Task to complete — Convert all the records below into a two-column CSV with the headers phrase and points. Each record gets one row holding its text and its answer, each in a single quoted field, with line breaks replaced by spaces.

Exercise data —

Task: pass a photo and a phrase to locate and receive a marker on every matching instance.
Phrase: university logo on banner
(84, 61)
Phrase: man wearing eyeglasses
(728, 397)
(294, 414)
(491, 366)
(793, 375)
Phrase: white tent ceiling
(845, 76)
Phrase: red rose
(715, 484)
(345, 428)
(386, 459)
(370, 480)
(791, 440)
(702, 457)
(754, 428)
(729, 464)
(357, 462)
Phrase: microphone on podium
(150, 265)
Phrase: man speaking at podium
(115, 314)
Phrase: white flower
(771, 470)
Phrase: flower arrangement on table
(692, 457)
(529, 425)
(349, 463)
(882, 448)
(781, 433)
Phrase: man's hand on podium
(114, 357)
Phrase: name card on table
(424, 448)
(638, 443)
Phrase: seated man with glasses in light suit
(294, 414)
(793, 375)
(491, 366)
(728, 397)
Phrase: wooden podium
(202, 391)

The response —
phrase,points
"Task: pass a photo and a phrase to locate and receive a marker on every matching instance. Phrase: university logo on banner","(84, 61)"
"Phrase: man wearing eyeglasses","(728, 397) (294, 414) (491, 366) (793, 375)"
"Phrase: white tent ceiling","(845, 76)"
"Phrase: red rose","(715, 484) (345, 428) (386, 459) (370, 480) (791, 440) (702, 457) (754, 428) (729, 464) (357, 462)"
"Phrase: microphone on podium","(150, 265)"
"Phrase: man speaking at podium","(115, 314)"
"Phrase: white flower","(771, 470)"
"Phrase: flower arrangement on table","(692, 457) (529, 425) (349, 463) (882, 448) (781, 433)"
"Phrase: man's hand on podium","(114, 357)"
"Phrase: name card on table","(424, 448) (638, 443)"
"Phrase: seated man with glasses in light suit","(294, 414) (793, 375) (491, 366) (728, 397)"
"Phrase: wooden podium","(202, 391)"